Directions for this task: Please collect every line of the rows below that contains the word "adult" and copy each of those lines in full.

Items stored from a collection
───

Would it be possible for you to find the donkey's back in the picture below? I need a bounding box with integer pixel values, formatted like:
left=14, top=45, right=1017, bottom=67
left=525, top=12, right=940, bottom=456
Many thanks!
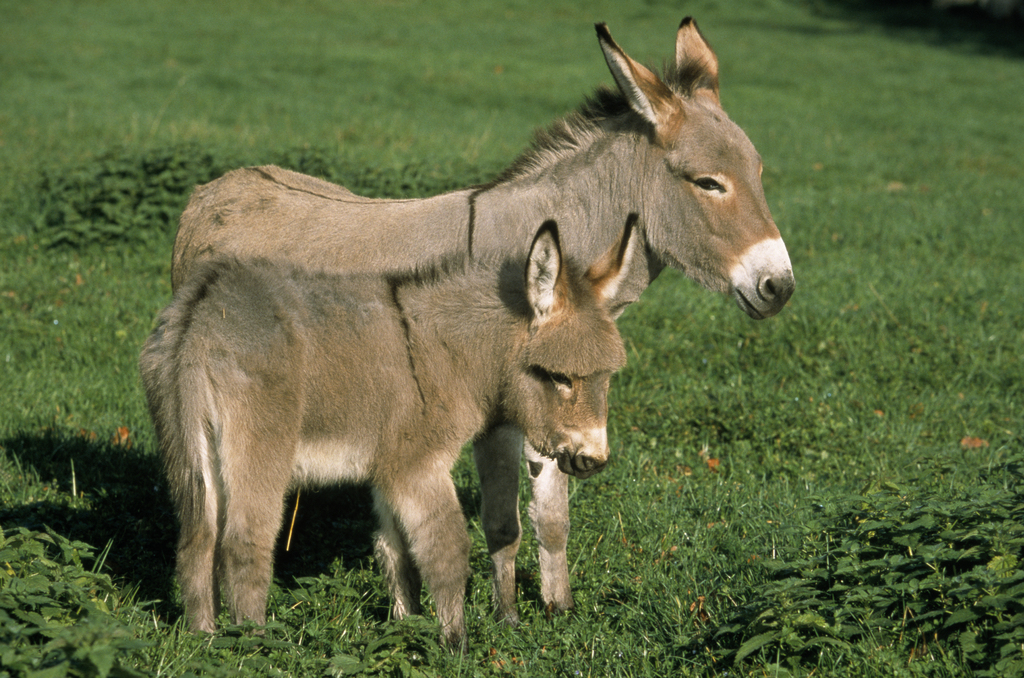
left=140, top=222, right=634, bottom=642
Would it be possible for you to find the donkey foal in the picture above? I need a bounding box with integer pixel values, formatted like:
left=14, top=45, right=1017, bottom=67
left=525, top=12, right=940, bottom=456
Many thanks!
left=139, top=221, right=634, bottom=644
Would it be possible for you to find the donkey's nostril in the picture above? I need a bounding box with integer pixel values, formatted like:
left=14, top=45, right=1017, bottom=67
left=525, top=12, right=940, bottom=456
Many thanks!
left=758, top=276, right=794, bottom=303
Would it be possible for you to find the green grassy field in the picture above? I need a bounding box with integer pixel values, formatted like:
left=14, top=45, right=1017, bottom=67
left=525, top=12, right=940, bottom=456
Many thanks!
left=0, top=0, right=1024, bottom=677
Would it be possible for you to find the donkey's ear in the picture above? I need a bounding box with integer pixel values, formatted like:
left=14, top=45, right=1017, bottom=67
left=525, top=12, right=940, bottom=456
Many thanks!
left=595, top=24, right=675, bottom=129
left=587, top=214, right=639, bottom=304
left=676, top=16, right=718, bottom=101
left=526, top=221, right=562, bottom=321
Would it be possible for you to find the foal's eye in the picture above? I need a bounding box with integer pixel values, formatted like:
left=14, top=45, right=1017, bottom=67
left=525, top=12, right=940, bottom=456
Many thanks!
left=693, top=176, right=725, bottom=193
left=534, top=368, right=572, bottom=390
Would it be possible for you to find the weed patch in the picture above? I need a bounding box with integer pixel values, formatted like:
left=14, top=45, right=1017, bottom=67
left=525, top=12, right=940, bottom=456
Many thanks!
left=714, top=458, right=1024, bottom=677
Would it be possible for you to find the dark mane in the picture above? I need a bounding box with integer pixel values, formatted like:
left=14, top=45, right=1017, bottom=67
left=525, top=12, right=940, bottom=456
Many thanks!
left=663, top=59, right=718, bottom=98
left=490, top=87, right=644, bottom=185
left=486, top=56, right=718, bottom=186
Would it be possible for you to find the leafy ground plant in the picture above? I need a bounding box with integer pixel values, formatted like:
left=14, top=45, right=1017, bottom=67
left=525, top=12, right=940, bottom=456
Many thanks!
left=0, top=527, right=150, bottom=677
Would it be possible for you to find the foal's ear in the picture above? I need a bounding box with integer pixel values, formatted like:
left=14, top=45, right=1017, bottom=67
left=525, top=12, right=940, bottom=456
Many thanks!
left=587, top=214, right=639, bottom=304
left=676, top=16, right=719, bottom=101
left=526, top=220, right=562, bottom=321
left=595, top=24, right=676, bottom=129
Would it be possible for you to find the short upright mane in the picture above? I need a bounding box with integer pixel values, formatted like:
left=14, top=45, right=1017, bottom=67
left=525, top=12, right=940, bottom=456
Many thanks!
left=488, top=54, right=718, bottom=185
left=492, top=87, right=644, bottom=185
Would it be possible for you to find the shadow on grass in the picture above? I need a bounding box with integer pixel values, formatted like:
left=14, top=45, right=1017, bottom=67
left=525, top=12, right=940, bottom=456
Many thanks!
left=813, top=0, right=1024, bottom=58
left=0, top=431, right=450, bottom=620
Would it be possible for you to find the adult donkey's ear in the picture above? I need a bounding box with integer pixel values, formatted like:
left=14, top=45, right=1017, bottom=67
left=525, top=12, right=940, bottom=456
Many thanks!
left=587, top=214, right=639, bottom=304
left=595, top=24, right=677, bottom=130
left=676, top=16, right=719, bottom=103
left=526, top=220, right=562, bottom=323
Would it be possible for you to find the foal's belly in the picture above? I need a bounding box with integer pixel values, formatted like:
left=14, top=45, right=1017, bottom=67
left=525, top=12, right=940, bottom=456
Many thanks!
left=292, top=439, right=371, bottom=484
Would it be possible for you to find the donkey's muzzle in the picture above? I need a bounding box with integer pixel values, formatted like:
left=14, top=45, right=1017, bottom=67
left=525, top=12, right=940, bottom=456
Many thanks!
left=555, top=442, right=608, bottom=480
left=729, top=239, right=796, bottom=320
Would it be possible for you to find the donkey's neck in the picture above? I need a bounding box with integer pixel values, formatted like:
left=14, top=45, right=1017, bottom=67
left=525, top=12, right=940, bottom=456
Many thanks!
left=470, top=132, right=664, bottom=314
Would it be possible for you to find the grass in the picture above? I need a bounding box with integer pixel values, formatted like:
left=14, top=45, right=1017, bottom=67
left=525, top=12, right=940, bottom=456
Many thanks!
left=0, top=0, right=1024, bottom=677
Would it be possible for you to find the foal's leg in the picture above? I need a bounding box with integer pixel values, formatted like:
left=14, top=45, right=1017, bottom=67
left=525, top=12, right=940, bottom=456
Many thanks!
left=523, top=442, right=573, bottom=612
left=171, top=454, right=220, bottom=633
left=380, top=464, right=470, bottom=647
left=217, top=426, right=297, bottom=626
left=373, top=488, right=421, bottom=620
left=473, top=426, right=523, bottom=626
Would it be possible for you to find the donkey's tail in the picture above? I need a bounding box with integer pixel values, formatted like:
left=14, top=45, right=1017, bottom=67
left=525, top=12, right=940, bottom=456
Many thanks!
left=139, top=266, right=225, bottom=540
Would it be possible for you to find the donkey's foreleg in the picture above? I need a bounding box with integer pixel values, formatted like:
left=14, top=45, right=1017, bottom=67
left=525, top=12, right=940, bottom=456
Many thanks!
left=381, top=471, right=470, bottom=648
left=373, top=488, right=422, bottom=619
left=523, top=442, right=573, bottom=612
left=473, top=426, right=523, bottom=626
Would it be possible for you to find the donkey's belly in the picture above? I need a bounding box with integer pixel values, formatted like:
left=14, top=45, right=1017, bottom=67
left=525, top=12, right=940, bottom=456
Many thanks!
left=292, top=439, right=371, bottom=484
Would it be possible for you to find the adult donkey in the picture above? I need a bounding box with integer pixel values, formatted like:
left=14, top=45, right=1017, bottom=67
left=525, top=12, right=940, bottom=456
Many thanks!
left=139, top=222, right=636, bottom=644
left=171, top=18, right=794, bottom=624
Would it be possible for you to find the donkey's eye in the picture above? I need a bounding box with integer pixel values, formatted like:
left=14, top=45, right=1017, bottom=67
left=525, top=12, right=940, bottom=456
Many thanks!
left=548, top=372, right=572, bottom=388
left=693, top=176, right=725, bottom=193
left=534, top=367, right=572, bottom=390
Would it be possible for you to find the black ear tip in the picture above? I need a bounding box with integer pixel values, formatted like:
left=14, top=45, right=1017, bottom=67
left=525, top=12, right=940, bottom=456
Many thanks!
left=537, top=219, right=558, bottom=244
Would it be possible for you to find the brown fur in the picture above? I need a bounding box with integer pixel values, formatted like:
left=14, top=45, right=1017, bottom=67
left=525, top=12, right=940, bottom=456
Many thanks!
left=165, top=18, right=794, bottom=623
left=139, top=222, right=633, bottom=644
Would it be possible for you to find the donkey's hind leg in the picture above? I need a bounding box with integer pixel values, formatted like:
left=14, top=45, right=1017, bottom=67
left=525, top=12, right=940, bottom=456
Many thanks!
left=523, top=442, right=574, bottom=612
left=380, top=465, right=470, bottom=647
left=174, top=473, right=220, bottom=633
left=373, top=488, right=422, bottom=619
left=218, top=434, right=295, bottom=626
left=473, top=426, right=523, bottom=626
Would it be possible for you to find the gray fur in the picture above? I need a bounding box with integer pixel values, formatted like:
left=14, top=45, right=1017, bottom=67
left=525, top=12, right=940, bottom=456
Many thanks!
left=172, top=18, right=794, bottom=623
left=139, top=222, right=632, bottom=644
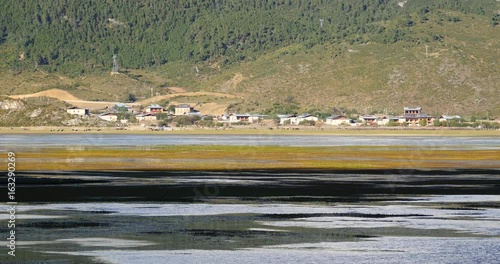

───

Written answer:
Would it be possible for you to find the adult donkey's ear in the picture above? I need a bounding box with integer pixel values, formatted like:
Would it be possible for you to find the adult donkey in the picture above? I need a bounding box with integer pixel values, formatted like:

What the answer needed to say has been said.